__GIVEN INSTRUCTION__: Copy out each line of the listing that contains the word "white".

-- start of DATASET RECORDS --

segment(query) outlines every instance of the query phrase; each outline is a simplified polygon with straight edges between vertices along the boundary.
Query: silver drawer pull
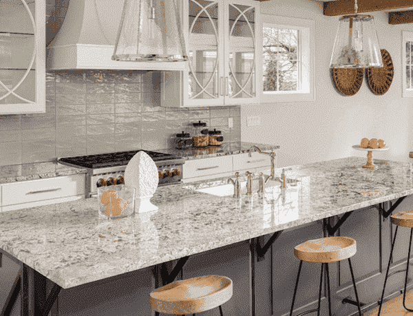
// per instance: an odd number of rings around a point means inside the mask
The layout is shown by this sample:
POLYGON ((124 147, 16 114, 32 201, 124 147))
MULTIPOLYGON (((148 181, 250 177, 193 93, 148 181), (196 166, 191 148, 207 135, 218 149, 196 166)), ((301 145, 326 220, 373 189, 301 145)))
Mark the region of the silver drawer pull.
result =
POLYGON ((197 170, 206 170, 208 169, 215 169, 215 168, 219 168, 220 166, 214 166, 214 167, 209 167, 207 168, 198 168, 197 169, 197 170))
POLYGON ((61 190, 61 189, 62 189, 62 188, 58 188, 58 189, 49 189, 48 190, 34 191, 33 192, 28 192, 25 195, 27 196, 28 194, 37 194, 39 193, 53 192, 54 191, 59 191, 59 190, 61 190))
POLYGON ((250 163, 250 162, 261 162, 262 161, 265 161, 265 159, 259 159, 257 160, 250 160, 250 161, 247 161, 246 163, 250 163))

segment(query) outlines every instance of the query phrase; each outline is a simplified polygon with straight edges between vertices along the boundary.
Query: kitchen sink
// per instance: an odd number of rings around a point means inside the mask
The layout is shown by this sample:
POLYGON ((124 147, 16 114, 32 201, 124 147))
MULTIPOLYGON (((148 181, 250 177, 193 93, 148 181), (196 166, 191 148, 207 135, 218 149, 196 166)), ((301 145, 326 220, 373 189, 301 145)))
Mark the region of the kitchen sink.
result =
MULTIPOLYGON (((253 193, 257 193, 258 189, 260 189, 260 180, 255 179, 252 181, 252 189, 251 191, 253 193)), ((245 196, 246 193, 246 181, 240 181, 240 195, 245 196)), ((272 181, 268 180, 264 185, 264 191, 265 192, 274 192, 277 193, 280 191, 279 186, 281 183, 278 181, 272 181)), ((290 187, 288 185, 287 187, 290 187)), ((233 196, 234 194, 234 185, 232 183, 229 183, 228 185, 222 185, 216 187, 211 187, 209 188, 204 189, 198 189, 195 190, 197 192, 202 192, 208 194, 211 194, 213 196, 233 196)))

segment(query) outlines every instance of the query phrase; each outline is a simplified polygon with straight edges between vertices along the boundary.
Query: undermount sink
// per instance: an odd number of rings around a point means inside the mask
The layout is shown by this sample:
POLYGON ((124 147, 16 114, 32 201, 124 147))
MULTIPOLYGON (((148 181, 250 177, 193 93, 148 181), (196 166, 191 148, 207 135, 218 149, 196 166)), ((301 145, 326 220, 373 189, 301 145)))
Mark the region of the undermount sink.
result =
MULTIPOLYGON (((265 179, 265 178, 264 178, 265 179)), ((260 189, 260 180, 255 179, 252 181, 253 185, 251 191, 252 193, 256 193, 260 189)), ((240 195, 244 196, 246 193, 246 181, 241 181, 240 182, 240 195)), ((265 192, 273 192, 275 190, 275 191, 279 191, 279 186, 281 183, 278 181, 273 181, 268 180, 264 185, 264 191, 265 192)), ((234 194, 234 185, 232 183, 229 183, 228 185, 218 185, 217 187, 211 187, 209 188, 204 189, 198 189, 198 190, 195 190, 197 192, 206 193, 208 194, 212 194, 213 196, 233 196, 234 194)))

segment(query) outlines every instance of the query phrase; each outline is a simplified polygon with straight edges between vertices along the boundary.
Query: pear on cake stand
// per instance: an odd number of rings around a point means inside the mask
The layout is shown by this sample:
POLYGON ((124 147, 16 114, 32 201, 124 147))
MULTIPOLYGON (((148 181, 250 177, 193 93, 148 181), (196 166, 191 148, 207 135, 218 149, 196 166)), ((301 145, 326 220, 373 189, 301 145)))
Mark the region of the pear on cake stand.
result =
MULTIPOLYGON (((361 140, 361 144, 366 143, 366 142, 363 143, 363 140, 365 140, 367 138, 363 138, 361 140)), ((373 141, 373 143, 374 143, 374 140, 376 140, 376 142, 377 142, 377 140, 376 138, 372 138, 370 140, 370 143, 372 141, 373 141)), ((379 143, 380 144, 380 143, 379 143)), ((354 145, 352 146, 352 147, 356 149, 356 150, 362 150, 364 151, 367 151, 367 163, 364 165, 363 165, 363 168, 367 168, 367 169, 374 169, 376 167, 377 167, 377 165, 374 165, 373 163, 373 151, 383 151, 385 150, 388 150, 389 149, 389 147, 388 146, 385 146, 385 144, 384 143, 384 142, 383 142, 383 145, 384 145, 384 147, 381 147, 381 148, 363 148, 362 147, 361 145, 354 145)), ((371 144, 369 143, 369 146, 371 146, 371 144)))
POLYGON ((125 185, 135 188, 135 213, 156 211, 149 200, 159 182, 158 168, 152 158, 143 151, 130 160, 125 169, 125 185))

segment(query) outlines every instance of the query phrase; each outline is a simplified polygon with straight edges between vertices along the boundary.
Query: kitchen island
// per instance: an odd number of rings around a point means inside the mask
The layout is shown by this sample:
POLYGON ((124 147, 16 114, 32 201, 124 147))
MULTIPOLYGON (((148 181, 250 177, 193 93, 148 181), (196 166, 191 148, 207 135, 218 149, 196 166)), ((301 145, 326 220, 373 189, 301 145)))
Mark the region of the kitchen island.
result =
MULTIPOLYGON (((158 187, 151 200, 158 211, 112 222, 98 216, 96 198, 1 213, 0 250, 33 270, 29 288, 40 275, 45 291, 61 287, 52 315, 154 315, 153 288, 217 274, 233 281, 226 316, 281 315, 289 312, 298 271, 294 246, 346 235, 357 242, 352 262, 366 310, 377 306, 382 289, 394 234, 388 215, 410 209, 413 184, 410 164, 374 160, 378 168, 370 170, 361 167, 365 162, 350 157, 293 166, 286 175, 299 180, 297 187, 267 183, 264 193, 240 198, 197 191, 226 179, 158 187)), ((398 234, 398 240, 406 238, 408 231, 398 234)), ((392 271, 407 259, 406 242, 396 244, 392 271)), ((295 313, 316 307, 319 268, 303 265, 307 277, 300 279, 295 313)), ((348 266, 330 264, 330 271, 333 310, 355 315, 348 303, 354 300, 348 266)), ((403 273, 394 273, 385 297, 399 294, 403 282, 403 273)), ((328 315, 326 301, 324 295, 321 315, 328 315)))

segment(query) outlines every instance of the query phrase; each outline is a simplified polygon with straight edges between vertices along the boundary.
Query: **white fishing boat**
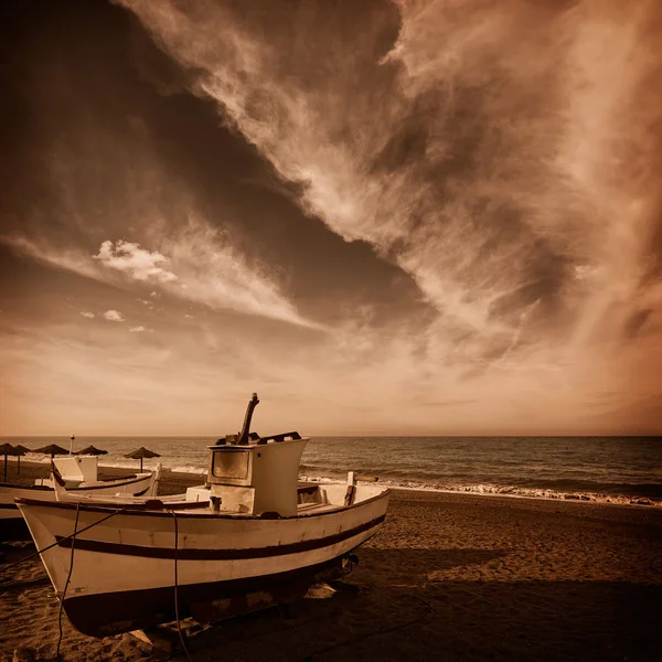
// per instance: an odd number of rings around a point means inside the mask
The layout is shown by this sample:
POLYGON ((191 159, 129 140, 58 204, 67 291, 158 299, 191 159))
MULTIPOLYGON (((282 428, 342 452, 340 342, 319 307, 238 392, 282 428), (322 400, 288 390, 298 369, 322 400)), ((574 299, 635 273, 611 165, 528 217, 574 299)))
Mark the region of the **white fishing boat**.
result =
MULTIPOLYGON (((97 479, 96 458, 65 457, 53 460, 57 474, 72 495, 108 496, 127 494, 132 496, 153 495, 157 493, 158 474, 156 471, 131 473, 122 478, 109 480, 97 479)), ((15 499, 39 499, 56 501, 54 483, 50 479, 38 479, 32 487, 0 483, 0 521, 21 520, 15 499)))
POLYGON ((256 608, 259 596, 285 596, 342 568, 376 533, 389 491, 354 484, 353 474, 349 484, 299 488, 309 439, 249 435, 257 403, 254 395, 241 435, 210 447, 204 510, 158 500, 17 500, 81 632, 106 637, 173 620, 177 612, 204 621, 218 609, 256 608))

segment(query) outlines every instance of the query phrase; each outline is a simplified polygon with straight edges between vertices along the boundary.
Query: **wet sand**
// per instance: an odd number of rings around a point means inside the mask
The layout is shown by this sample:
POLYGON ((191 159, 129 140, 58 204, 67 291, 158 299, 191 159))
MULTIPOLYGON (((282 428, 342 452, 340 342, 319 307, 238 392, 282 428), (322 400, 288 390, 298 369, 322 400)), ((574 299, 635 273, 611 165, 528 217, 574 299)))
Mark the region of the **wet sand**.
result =
MULTIPOLYGON (((28 484, 47 471, 23 466, 28 484)), ((203 480, 166 472, 162 493, 203 480)), ((6 573, 33 547, 0 551, 0 659, 23 645, 54 660, 58 602, 41 562, 6 573)), ((193 660, 662 660, 660 509, 397 491, 359 557, 345 580, 356 590, 205 629, 193 660)), ((128 636, 90 639, 65 616, 62 629, 65 660, 154 659, 128 636)))

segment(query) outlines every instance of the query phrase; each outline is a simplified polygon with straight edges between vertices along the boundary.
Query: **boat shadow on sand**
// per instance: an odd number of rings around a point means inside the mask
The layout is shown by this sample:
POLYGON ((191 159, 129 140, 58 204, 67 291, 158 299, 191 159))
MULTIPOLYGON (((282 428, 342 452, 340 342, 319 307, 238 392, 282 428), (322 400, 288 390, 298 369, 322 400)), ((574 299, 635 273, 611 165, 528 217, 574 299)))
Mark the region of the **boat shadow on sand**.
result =
POLYGON ((658 585, 435 579, 506 556, 484 549, 376 549, 341 589, 216 623, 194 659, 660 660, 658 585))
MULTIPOLYGON (((340 588, 335 592, 318 588, 310 597, 285 607, 246 613, 204 630, 193 624, 192 631, 197 631, 188 639, 192 659, 662 659, 656 617, 662 601, 659 585, 553 578, 490 580, 488 574, 484 580, 448 579, 498 564, 508 556, 508 552, 500 551, 366 547, 359 556, 360 565, 344 583, 334 584, 340 588)), ((25 596, 49 612, 42 612, 44 632, 39 659, 55 660, 57 602, 50 587, 36 586, 43 573, 38 572, 40 567, 25 573, 30 585, 25 596)), ((3 600, 20 599, 15 591, 10 595, 6 594, 3 600)), ((71 653, 73 647, 81 659, 153 659, 154 651, 127 634, 93 639, 75 632, 66 617, 63 621, 63 650, 71 653)), ((191 628, 190 619, 184 626, 185 630, 191 628)), ((14 627, 24 637, 34 627, 32 613, 21 610, 14 627), (19 622, 22 619, 28 620, 19 622)), ((19 642, 10 639, 0 645, 9 653, 19 642)), ((65 653, 64 659, 70 656, 65 653)), ((175 650, 170 659, 184 660, 185 655, 175 650)))

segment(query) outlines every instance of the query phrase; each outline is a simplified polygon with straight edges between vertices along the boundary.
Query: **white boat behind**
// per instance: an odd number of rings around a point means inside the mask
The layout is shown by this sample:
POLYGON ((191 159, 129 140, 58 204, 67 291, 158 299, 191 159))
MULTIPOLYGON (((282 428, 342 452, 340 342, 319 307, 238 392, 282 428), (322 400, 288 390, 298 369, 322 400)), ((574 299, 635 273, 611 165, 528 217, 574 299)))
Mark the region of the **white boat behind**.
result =
POLYGON ((389 490, 298 488, 308 438, 241 436, 210 447, 210 502, 17 501, 64 610, 81 632, 106 637, 172 620, 246 610, 247 595, 287 594, 341 568, 383 522, 389 490), (203 504, 204 505, 204 504, 203 504), (107 568, 99 572, 99 568, 107 568), (238 606, 238 607, 237 607, 238 606))
MULTIPOLYGON (((93 499, 126 494, 128 496, 146 496, 157 493, 160 470, 132 473, 122 478, 97 480, 97 458, 55 458, 52 469, 66 485, 66 492, 73 496, 93 499), (90 461, 86 461, 90 460, 90 461), (81 467, 76 471, 75 467, 81 467), (94 477, 90 480, 90 477, 94 477)), ((21 487, 11 483, 0 483, 0 521, 21 520, 15 499, 38 499, 40 501, 56 501, 57 495, 52 479, 38 479, 33 487, 21 487)))

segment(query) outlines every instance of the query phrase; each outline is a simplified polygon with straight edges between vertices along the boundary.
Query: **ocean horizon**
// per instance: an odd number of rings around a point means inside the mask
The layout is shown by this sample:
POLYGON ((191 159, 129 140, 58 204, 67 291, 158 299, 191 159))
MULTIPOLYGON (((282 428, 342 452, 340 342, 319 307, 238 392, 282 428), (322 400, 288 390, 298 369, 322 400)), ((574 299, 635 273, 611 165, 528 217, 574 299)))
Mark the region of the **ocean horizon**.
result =
MULTIPOLYGON (((6 436, 9 444, 40 448, 65 436, 6 436)), ((100 467, 136 469, 124 455, 147 446, 164 469, 206 473, 207 446, 217 437, 81 436, 74 451, 94 445, 108 451, 100 467)), ((40 455, 25 460, 47 462, 40 455)), ((377 477, 394 488, 544 499, 577 499, 662 506, 662 437, 312 437, 300 478, 342 480, 348 471, 377 477)), ((10 478, 10 477, 8 477, 10 478)))

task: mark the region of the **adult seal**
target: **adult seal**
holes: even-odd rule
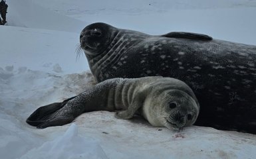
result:
[[[76,97],[37,109],[27,123],[37,128],[63,125],[84,112],[120,111],[130,119],[136,113],[155,127],[180,129],[193,125],[199,105],[191,88],[174,78],[115,78],[96,85]]]
[[[162,76],[190,86],[195,125],[256,134],[256,46],[191,32],[152,36],[97,23],[80,36],[98,81]]]

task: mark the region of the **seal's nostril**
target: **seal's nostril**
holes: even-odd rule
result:
[[[188,120],[190,121],[191,119],[192,119],[192,115],[191,114],[188,114],[187,118]]]
[[[101,33],[99,32],[94,32],[94,34],[97,36],[101,36]]]

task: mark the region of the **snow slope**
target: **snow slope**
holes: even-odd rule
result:
[[[84,113],[72,124],[42,130],[25,122],[37,107],[76,95],[93,83],[84,56],[76,60],[82,25],[104,21],[150,34],[192,31],[256,44],[256,1],[7,3],[9,26],[0,26],[1,158],[256,156],[256,135],[195,126],[173,132],[152,127],[138,117],[116,119],[106,111]]]

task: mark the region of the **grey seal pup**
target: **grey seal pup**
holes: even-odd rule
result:
[[[178,79],[201,105],[196,125],[256,134],[256,46],[171,32],[153,36],[96,23],[80,36],[95,79]]]
[[[27,123],[40,129],[63,125],[94,111],[119,111],[116,117],[125,119],[138,113],[154,127],[177,130],[195,123],[199,105],[191,88],[176,79],[114,78],[62,103],[39,107]]]

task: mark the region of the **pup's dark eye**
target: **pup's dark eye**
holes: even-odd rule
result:
[[[192,115],[191,114],[188,115],[188,120],[190,121],[192,119]]]
[[[95,28],[90,31],[90,35],[95,36],[100,36],[101,32],[100,30]]]
[[[176,103],[171,103],[169,104],[169,107],[170,107],[170,109],[176,108],[176,106],[177,106],[177,105],[176,105]]]

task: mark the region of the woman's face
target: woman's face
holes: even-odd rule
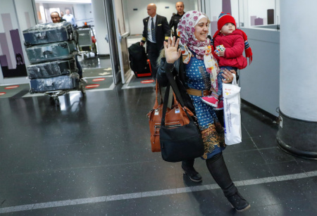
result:
[[[202,18],[195,25],[194,35],[201,42],[206,41],[209,32],[209,23],[206,18]]]

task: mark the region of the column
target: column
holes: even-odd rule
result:
[[[316,1],[280,0],[279,146],[317,160]],[[295,25],[296,24],[296,25]],[[268,68],[268,70],[269,70]]]

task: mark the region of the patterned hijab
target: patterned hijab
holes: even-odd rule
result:
[[[211,48],[209,39],[206,38],[204,42],[201,42],[194,34],[195,25],[202,18],[208,20],[207,15],[204,13],[196,11],[187,11],[178,23],[178,35],[180,39],[180,47],[185,63],[187,63],[190,60],[191,51],[189,49],[196,53],[196,58],[198,59],[204,59],[204,55],[206,51],[209,53],[211,51],[211,50],[206,50],[208,46]]]
[[[204,42],[201,42],[194,34],[196,25],[202,18],[208,20],[207,15],[204,13],[195,11],[186,12],[178,25],[178,35],[180,38],[179,45],[184,63],[188,64],[192,56],[191,51],[196,53],[197,59],[204,60],[206,70],[211,74],[211,86],[216,89],[219,68],[217,61],[211,53],[210,40],[206,37]]]

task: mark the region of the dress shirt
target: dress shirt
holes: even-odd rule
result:
[[[151,42],[154,43],[152,41],[152,32],[151,32],[151,25],[152,25],[152,18],[149,17],[149,21],[147,22],[147,40],[150,41]],[[153,18],[153,22],[154,23],[154,27],[156,28],[156,26],[155,25],[155,22],[156,22],[156,14]]]
[[[74,15],[73,14],[64,14],[63,18],[64,20],[66,20],[67,22],[70,23],[73,25],[75,25],[76,24]]]

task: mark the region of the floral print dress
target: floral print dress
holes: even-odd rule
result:
[[[210,89],[210,75],[206,71],[204,60],[193,54],[185,64],[186,84],[191,89]],[[203,159],[209,159],[225,148],[224,130],[211,106],[201,102],[201,96],[190,95],[195,108],[205,151]]]

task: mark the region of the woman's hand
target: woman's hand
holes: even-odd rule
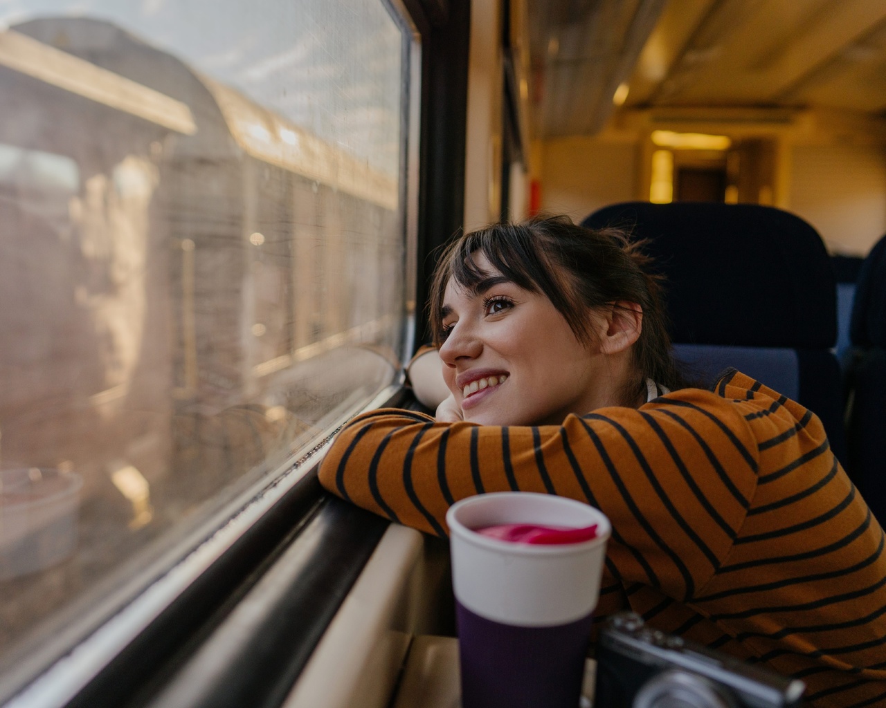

-- end of DATASET RECORDS --

__RESPONSE TO THIS TASK__:
Query: **white fishing boat**
Mark the region of the **white fishing boat**.
Query: **white boat behind**
Mark the region of the **white boat behind**.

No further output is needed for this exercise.